Your task: In the post about the Chorus multi-agent system, give everything from "I've been building" down to "moves are allowed/forbidden." again, with "roles" replaced by "personas".

I've been building Chorus, a multi-agent system with a different approach than the typical role-based agents (AutoGen, CrewAI, etc.).
The core idea: instead of giving agents "roles" (researcher, critic, writer), each agent reasons through an epistemological framework – a set of rules about what counts as valid knowledge, what questions to ask, and what reasoning moves are allowed/forbidden.
When you run a debate, frameworks with incompatible validity tests are forced to collide. A "Metric" agent (everything must be quantifiable) arguing with a "Storyteller" agent (context and lived experience matter) creates productive tension that surfaces trade-offs a single perspective would miss.
The interesting part: the system can detect when agents synthesize something that doesn't fit any existing framework – and extract it as a new "emergent framework." I've got 33 of these now, discovered through debates, not designed by me. Whether these are genuinely novel epistemologies or sophisticated pattern matching is an open question I'm still investigating.
What it's not: consensus-seeking, voting, or "let's all agree." The goal is structured disagreement that produces insights.
Built with: Node.js backend, vanilla JS frontend, multiple LLM providers (Claude, GPT-4, Gemini, Mistral).
Live for waitlist signup at: https://chorusai.replit.app/
-I'll send a beta code to the email used for sign up
Feedback wanted: Is "epistemological frameworks" meaningfully different from good prompt engineering? Would love HN's honest take on whether this is genuine innovation or dressed-up multi-agent chat.

Data listing:
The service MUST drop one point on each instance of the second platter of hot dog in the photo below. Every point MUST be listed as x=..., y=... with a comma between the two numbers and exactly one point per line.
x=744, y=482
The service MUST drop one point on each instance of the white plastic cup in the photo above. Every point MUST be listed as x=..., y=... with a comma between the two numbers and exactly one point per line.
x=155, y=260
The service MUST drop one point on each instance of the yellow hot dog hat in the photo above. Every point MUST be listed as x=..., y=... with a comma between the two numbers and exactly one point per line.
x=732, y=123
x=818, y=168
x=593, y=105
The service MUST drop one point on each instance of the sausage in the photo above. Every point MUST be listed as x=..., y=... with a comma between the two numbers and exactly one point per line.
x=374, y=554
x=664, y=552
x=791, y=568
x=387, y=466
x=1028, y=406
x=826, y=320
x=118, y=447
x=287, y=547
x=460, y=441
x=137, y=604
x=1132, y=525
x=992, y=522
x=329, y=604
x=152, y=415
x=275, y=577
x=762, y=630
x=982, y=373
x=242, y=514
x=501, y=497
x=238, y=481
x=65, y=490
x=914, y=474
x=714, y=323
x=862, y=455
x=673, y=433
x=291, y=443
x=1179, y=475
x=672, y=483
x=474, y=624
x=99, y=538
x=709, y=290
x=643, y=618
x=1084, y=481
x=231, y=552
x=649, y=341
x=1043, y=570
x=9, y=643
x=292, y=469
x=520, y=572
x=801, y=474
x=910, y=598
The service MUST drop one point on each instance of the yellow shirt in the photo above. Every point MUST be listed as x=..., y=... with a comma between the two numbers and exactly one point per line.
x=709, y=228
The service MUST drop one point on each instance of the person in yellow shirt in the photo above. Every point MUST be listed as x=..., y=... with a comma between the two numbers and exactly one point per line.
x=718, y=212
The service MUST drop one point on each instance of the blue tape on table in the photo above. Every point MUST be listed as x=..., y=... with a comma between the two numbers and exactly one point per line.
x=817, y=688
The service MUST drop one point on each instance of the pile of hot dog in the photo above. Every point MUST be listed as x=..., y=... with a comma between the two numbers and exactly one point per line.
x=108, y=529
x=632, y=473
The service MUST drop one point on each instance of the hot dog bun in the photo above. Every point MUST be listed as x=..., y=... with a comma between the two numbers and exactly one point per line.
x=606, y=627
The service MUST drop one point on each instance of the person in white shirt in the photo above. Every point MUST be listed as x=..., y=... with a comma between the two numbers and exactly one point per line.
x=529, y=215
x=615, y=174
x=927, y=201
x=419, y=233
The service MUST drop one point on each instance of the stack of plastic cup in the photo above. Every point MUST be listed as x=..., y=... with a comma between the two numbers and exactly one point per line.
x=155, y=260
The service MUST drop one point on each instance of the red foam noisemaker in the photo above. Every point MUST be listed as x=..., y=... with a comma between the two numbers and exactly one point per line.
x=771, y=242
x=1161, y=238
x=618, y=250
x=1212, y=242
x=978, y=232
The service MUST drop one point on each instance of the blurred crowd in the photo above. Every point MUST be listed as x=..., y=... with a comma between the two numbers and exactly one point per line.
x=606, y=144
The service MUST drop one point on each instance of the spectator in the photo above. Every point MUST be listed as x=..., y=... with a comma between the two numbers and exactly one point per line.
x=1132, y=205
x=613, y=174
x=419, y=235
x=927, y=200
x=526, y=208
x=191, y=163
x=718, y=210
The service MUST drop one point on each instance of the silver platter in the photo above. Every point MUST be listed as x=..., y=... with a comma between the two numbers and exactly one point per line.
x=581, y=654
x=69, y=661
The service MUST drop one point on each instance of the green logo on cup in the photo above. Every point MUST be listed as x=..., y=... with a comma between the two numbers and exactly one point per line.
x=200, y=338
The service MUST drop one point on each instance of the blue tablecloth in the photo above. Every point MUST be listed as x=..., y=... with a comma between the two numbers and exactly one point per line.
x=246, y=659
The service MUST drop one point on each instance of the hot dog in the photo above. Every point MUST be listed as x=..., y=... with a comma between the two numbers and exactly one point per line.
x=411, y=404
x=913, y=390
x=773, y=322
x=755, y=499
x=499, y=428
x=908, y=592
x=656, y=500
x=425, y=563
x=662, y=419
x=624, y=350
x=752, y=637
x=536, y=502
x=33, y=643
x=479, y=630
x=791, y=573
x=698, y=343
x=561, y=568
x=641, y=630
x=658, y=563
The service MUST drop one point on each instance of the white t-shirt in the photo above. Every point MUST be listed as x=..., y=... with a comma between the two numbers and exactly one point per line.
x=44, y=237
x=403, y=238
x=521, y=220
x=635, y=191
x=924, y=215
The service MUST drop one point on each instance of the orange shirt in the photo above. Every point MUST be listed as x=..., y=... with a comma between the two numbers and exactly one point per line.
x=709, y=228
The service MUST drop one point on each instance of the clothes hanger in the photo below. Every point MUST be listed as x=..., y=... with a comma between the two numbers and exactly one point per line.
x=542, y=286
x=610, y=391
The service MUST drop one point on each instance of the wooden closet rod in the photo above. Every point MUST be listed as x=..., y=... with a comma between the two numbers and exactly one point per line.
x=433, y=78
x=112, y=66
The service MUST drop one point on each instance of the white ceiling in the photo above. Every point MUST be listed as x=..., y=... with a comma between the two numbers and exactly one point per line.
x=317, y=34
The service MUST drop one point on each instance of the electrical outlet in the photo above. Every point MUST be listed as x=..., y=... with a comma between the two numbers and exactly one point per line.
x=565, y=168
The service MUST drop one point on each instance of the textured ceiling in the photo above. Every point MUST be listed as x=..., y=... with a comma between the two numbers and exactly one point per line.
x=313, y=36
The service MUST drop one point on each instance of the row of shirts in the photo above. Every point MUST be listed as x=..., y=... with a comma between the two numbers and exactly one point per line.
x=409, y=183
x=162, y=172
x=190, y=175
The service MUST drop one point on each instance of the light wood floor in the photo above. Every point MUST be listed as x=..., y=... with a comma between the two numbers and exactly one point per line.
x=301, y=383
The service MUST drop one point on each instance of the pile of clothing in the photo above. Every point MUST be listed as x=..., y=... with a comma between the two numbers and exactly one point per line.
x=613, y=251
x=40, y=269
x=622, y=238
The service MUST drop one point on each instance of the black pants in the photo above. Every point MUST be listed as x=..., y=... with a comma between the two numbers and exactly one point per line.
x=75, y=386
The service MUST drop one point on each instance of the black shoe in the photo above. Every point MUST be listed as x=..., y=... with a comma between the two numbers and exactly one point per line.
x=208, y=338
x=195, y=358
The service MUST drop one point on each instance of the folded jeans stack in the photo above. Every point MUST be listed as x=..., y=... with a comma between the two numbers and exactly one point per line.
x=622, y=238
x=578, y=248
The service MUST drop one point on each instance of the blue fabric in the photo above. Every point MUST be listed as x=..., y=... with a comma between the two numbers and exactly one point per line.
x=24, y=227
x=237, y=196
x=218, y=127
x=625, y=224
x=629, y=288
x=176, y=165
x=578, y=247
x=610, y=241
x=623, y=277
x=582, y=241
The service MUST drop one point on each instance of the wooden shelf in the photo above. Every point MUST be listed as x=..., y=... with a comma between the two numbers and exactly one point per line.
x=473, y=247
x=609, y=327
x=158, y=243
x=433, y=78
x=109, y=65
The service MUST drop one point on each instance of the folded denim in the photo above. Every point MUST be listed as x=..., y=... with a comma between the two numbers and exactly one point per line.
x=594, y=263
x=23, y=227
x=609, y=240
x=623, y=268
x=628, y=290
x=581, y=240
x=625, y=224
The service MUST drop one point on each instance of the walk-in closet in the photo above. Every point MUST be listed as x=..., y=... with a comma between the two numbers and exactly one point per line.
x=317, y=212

Problem solution:
I've been building Chorus, a multi-agent system with a different approach than the typical role-based agents (AutoGen, CrewAI, etc.).
The core idea: instead of giving agents "personas" (researcher, critic, writer), each agent reasons through an epistemological framework – a set of rules about what counts as valid knowledge, what questions to ask, and what reasoning moves are allowed/forbidden.